> [Dataset extract]
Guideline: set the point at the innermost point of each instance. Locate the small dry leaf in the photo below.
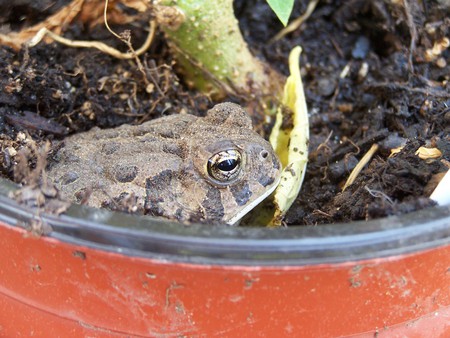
(428, 153)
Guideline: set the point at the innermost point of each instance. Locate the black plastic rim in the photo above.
(219, 245)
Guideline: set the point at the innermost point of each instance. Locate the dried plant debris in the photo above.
(37, 191)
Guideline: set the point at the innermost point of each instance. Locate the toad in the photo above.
(211, 169)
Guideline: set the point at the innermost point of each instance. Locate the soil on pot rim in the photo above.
(372, 73)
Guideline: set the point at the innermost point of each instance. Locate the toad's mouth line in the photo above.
(233, 220)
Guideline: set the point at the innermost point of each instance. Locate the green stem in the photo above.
(212, 52)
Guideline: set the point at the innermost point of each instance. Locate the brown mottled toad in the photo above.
(210, 169)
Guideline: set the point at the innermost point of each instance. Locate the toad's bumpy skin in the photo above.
(210, 169)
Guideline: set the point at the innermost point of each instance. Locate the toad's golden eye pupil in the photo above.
(228, 164)
(225, 166)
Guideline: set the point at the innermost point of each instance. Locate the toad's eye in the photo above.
(225, 165)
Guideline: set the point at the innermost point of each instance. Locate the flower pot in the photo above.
(99, 273)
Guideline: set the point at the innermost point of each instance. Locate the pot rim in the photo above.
(154, 238)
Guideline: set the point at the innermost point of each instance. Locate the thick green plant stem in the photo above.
(212, 52)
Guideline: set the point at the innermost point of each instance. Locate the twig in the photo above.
(95, 44)
(362, 163)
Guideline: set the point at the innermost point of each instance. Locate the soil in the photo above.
(368, 74)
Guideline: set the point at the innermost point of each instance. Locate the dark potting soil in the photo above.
(367, 69)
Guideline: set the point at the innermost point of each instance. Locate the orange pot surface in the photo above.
(50, 288)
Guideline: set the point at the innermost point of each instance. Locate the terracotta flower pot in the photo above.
(105, 274)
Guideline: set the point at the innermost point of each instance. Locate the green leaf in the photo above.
(282, 8)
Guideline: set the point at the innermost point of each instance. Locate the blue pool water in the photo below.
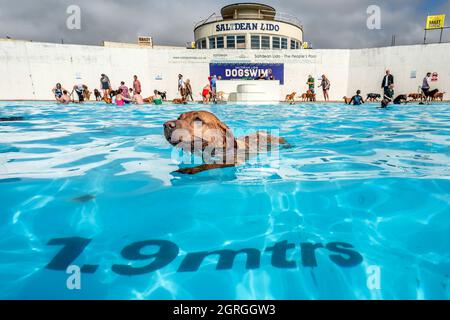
(98, 179)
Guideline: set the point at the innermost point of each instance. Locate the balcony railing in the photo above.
(279, 16)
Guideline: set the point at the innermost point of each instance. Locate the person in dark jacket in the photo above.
(388, 80)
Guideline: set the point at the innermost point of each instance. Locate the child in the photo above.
(65, 98)
(206, 93)
(357, 100)
(120, 99)
(157, 99)
(388, 96)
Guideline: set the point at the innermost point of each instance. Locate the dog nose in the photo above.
(169, 124)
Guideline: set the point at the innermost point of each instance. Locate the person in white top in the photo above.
(181, 86)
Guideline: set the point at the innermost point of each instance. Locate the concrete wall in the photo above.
(30, 70)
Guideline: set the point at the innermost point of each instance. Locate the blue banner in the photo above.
(248, 71)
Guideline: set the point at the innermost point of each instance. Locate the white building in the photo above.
(249, 26)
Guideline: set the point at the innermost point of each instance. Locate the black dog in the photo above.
(373, 97)
(163, 95)
(97, 94)
(401, 99)
(429, 95)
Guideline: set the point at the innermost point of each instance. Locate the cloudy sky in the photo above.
(327, 23)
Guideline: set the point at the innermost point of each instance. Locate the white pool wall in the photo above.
(29, 70)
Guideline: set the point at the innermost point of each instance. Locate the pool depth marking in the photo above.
(340, 253)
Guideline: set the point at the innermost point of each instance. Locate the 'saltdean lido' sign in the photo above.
(247, 26)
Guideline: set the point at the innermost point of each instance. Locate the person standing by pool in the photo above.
(181, 86)
(137, 85)
(206, 93)
(124, 91)
(79, 89)
(157, 99)
(388, 80)
(213, 88)
(137, 99)
(388, 96)
(325, 87)
(357, 99)
(58, 91)
(426, 84)
(189, 90)
(105, 84)
(311, 84)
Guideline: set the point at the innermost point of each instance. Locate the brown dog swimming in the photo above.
(202, 133)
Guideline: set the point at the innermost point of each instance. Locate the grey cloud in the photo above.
(327, 23)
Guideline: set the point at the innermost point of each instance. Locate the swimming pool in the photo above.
(356, 208)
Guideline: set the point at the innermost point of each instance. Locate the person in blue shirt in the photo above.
(357, 99)
(214, 88)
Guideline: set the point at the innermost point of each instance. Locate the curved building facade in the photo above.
(249, 26)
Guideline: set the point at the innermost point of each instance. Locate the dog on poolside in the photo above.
(373, 97)
(311, 96)
(401, 99)
(179, 101)
(308, 96)
(290, 98)
(429, 95)
(415, 96)
(347, 100)
(97, 94)
(163, 95)
(439, 96)
(220, 96)
(203, 134)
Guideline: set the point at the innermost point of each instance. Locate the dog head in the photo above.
(199, 130)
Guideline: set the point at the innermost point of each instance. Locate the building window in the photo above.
(231, 42)
(240, 40)
(256, 42)
(275, 43)
(295, 44)
(220, 44)
(212, 43)
(265, 42)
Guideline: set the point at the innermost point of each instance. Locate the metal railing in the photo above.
(279, 16)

> [What needs to be done] Can you print the records again, word for word, from the line containing "facade in the photo above." through the end of the records?

> [Result for this exercise]
Guideline: set the point at the innermost point of each instance. Locate the curved building facade in the photo above.
(249, 26)
Guideline: set the point at the innermost point of each instance. Locate the dog on poolside in the photo above.
(373, 97)
(311, 96)
(401, 99)
(179, 101)
(308, 96)
(290, 98)
(429, 95)
(415, 96)
(347, 100)
(97, 94)
(163, 95)
(439, 96)
(220, 96)
(203, 134)
Guideline: set the point at the innermost point of each instance. Locate the dog head in the photo above.
(199, 130)
Guideline: set the point at the innermost point of each instance. Locate the building window in the photo above.
(231, 42)
(240, 40)
(256, 42)
(275, 43)
(295, 44)
(220, 44)
(212, 43)
(265, 42)
Guideline: set the point at the innermost point of each instance. Locate the metal railing in the photo above.
(279, 16)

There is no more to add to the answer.